- Try it -
Using the line with "Annotation spec v3.2 — green leaf: box" as your starting point, transcribe it and each line beneath it word for word until the records run out, without pictures.

[Stored records]
....

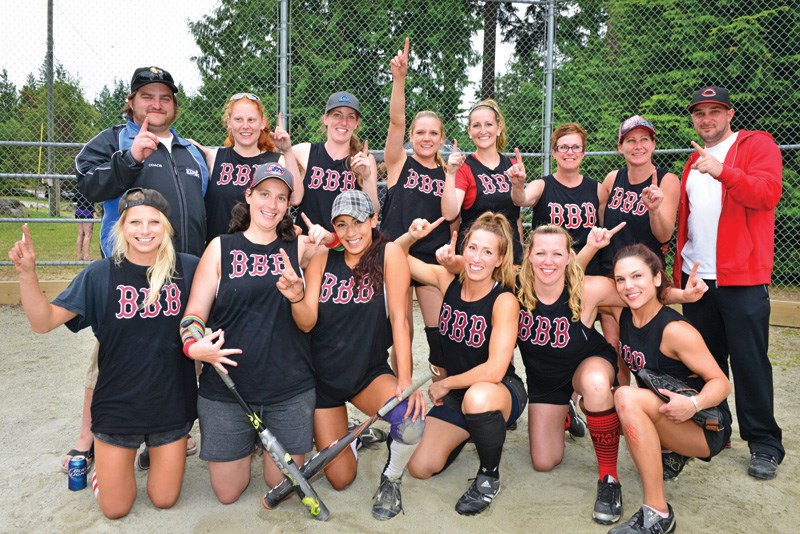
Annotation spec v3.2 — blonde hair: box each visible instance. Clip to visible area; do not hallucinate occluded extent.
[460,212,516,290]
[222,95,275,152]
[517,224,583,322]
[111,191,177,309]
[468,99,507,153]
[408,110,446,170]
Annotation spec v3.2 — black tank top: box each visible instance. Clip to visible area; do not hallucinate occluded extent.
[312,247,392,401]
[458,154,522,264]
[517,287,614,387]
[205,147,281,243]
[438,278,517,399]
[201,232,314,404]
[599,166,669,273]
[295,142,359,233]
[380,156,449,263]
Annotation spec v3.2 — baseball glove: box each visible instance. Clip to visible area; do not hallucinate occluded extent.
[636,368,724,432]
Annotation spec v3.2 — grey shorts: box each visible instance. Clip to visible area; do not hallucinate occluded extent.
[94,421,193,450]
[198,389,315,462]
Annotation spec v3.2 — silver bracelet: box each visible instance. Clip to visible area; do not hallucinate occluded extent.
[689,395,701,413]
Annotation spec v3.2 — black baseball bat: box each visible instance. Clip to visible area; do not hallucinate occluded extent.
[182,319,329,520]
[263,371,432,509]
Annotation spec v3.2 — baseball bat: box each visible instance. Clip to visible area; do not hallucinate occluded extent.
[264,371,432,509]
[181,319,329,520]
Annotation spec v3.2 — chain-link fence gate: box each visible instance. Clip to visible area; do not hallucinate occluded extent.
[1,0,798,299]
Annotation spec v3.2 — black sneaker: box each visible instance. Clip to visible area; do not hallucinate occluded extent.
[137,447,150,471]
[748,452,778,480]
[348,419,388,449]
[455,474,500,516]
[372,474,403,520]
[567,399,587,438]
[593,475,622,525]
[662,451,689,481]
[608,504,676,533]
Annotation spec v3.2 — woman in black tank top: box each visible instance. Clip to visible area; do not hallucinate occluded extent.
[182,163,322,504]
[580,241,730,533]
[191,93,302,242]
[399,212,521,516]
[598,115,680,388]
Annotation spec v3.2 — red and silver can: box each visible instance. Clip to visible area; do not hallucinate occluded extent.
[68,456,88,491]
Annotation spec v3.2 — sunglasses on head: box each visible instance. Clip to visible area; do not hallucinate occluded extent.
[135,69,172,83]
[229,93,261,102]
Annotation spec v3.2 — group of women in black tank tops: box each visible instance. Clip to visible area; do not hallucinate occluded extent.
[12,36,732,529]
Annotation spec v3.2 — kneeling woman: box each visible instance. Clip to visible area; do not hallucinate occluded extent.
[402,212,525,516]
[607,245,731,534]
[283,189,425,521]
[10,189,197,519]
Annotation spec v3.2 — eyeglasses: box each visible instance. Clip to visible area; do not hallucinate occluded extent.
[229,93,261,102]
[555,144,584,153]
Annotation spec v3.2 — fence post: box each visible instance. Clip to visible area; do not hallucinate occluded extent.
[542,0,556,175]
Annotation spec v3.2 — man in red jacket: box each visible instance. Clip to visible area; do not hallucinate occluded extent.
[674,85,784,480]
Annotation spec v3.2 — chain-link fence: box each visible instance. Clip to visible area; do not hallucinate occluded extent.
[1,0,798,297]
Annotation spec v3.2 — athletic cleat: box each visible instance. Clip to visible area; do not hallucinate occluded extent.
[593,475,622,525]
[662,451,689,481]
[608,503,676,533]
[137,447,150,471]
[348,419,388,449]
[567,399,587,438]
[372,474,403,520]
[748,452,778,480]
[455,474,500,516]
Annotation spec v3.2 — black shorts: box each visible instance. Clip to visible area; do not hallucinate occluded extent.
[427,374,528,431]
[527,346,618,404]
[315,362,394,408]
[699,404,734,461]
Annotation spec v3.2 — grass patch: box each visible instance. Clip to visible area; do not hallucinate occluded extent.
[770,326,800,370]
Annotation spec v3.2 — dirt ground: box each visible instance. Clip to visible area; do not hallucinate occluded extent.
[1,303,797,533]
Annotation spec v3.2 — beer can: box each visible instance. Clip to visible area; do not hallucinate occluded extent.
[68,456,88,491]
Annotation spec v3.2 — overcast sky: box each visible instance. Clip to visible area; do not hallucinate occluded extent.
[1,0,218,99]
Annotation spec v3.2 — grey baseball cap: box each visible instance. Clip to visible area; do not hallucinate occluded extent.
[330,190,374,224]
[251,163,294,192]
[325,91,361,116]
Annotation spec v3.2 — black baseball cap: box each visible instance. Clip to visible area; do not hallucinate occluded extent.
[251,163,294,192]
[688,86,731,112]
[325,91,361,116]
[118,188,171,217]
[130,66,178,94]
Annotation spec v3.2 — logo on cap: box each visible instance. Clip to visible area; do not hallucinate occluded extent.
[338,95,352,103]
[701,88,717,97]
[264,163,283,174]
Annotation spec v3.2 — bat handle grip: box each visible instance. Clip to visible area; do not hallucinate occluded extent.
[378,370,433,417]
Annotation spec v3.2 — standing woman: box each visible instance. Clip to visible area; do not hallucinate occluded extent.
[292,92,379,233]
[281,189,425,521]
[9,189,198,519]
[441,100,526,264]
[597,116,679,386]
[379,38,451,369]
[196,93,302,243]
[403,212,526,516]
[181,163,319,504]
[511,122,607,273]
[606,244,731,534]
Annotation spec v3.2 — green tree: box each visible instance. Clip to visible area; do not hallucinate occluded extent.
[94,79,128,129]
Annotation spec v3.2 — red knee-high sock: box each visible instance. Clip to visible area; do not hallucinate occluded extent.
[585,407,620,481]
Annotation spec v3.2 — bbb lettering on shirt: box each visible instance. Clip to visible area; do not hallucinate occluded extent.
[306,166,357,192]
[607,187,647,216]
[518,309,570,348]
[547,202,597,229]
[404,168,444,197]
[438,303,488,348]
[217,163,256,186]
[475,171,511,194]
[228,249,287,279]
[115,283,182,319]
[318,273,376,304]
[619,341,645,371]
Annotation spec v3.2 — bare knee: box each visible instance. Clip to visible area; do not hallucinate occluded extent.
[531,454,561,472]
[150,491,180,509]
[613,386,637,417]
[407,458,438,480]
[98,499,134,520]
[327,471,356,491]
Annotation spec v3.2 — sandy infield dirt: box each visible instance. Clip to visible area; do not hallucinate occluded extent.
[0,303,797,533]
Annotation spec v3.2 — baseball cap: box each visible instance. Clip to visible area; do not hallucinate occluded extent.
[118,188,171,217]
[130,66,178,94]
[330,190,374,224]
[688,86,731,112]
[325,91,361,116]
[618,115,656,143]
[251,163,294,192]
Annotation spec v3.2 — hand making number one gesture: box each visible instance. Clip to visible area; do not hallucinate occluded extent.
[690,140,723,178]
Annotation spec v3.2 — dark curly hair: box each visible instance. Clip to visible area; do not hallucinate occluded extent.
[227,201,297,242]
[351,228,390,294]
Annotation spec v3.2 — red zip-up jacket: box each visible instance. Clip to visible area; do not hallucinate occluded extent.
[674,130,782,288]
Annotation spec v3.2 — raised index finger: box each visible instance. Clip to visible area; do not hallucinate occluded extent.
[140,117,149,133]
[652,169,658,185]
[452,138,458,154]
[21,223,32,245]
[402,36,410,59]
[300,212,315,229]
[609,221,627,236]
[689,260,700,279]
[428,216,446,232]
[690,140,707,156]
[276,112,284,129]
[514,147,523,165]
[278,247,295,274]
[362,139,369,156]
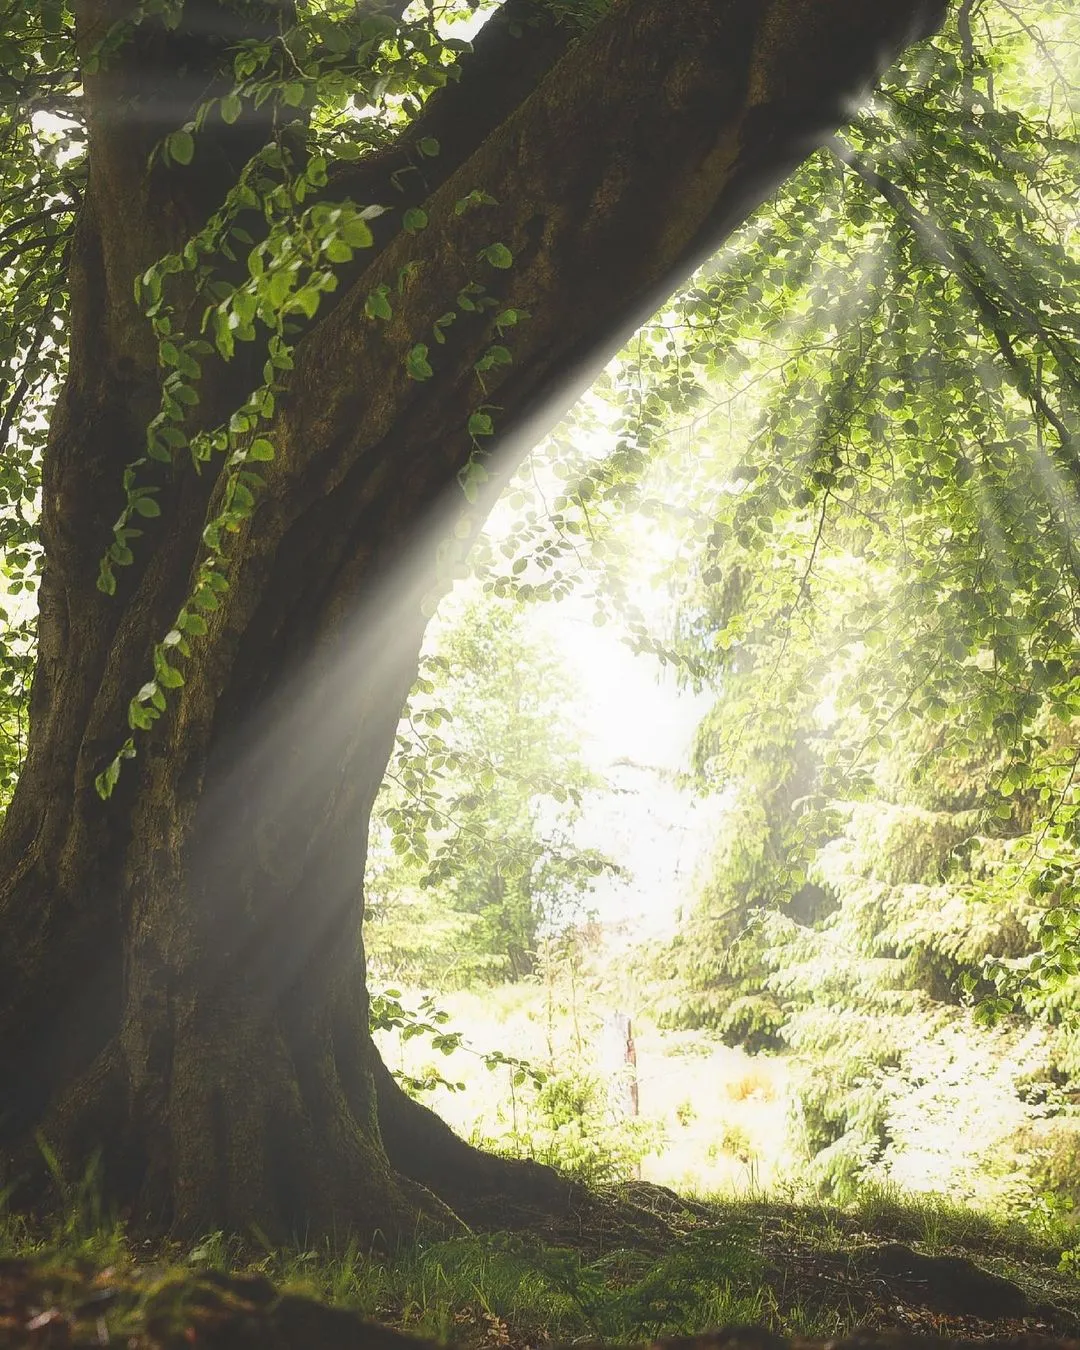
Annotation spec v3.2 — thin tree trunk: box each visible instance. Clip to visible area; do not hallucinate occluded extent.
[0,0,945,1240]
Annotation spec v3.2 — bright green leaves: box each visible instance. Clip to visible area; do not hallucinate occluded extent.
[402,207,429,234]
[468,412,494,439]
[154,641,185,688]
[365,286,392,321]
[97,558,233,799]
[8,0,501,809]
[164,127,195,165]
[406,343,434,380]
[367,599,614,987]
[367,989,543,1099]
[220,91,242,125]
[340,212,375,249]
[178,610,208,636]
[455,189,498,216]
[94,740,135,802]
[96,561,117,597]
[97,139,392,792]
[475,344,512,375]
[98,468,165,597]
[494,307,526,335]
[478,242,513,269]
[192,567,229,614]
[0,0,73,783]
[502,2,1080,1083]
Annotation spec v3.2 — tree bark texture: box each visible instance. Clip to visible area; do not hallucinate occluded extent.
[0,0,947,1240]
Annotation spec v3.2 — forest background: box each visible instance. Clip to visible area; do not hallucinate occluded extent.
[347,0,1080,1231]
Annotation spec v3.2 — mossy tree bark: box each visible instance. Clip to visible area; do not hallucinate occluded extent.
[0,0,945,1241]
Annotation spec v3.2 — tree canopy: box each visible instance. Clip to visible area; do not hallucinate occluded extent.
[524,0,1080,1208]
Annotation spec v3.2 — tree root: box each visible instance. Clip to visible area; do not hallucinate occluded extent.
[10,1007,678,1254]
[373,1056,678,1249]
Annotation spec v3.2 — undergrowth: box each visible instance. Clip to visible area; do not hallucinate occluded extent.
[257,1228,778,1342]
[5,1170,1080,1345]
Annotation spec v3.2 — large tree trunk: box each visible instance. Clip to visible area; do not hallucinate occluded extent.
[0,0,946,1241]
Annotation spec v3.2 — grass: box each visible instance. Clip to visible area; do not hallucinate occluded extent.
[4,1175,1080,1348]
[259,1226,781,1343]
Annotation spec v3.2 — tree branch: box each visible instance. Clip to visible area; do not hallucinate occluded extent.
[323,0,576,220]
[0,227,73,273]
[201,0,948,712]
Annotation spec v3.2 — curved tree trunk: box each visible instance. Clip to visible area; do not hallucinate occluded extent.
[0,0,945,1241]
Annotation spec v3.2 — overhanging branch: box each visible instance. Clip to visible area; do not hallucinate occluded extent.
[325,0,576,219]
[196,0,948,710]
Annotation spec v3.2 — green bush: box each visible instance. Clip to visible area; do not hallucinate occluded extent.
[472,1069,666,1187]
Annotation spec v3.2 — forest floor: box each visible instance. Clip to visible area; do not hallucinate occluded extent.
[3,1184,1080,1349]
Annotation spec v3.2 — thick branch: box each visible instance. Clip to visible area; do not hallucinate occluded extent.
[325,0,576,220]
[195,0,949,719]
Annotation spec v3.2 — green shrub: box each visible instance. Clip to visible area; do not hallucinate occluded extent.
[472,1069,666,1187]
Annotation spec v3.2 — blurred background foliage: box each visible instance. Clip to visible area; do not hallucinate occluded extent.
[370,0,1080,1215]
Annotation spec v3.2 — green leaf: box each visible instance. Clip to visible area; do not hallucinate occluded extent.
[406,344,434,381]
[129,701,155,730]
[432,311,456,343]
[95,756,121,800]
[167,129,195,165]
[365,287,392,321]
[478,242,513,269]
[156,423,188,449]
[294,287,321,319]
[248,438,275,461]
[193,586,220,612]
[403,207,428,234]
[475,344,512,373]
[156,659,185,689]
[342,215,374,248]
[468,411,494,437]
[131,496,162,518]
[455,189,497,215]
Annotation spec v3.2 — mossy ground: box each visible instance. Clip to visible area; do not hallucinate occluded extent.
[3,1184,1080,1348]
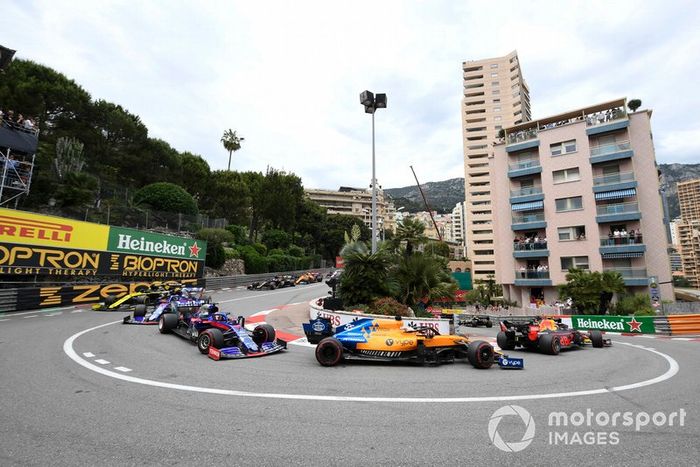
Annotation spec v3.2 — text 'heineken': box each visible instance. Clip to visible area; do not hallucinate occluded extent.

....

- Exercise output -
Annotation spec v3.2 — green leaf: box each visible instance. Clip to visible area; do not hallucinate occluded extent.
[406,344,434,381]
[129,701,155,730]
[432,311,456,343]
[95,756,121,800]
[167,129,195,165]
[365,287,392,321]
[478,242,513,269]
[156,423,188,449]
[294,287,321,319]
[248,438,275,461]
[193,586,220,612]
[403,207,428,234]
[475,344,512,373]
[156,659,185,689]
[342,215,374,248]
[468,411,494,437]
[131,496,162,518]
[455,189,497,215]
Annotation spec v3.2 — mossy ground: box each visible instance. Clip to visible area; do not hallucinate occluded extent.
[3,1184,1080,1348]
Annotation spec v3.2 — text 'heineken': box each visible instance. Clip to visible area; do not hallucinate occluded extent.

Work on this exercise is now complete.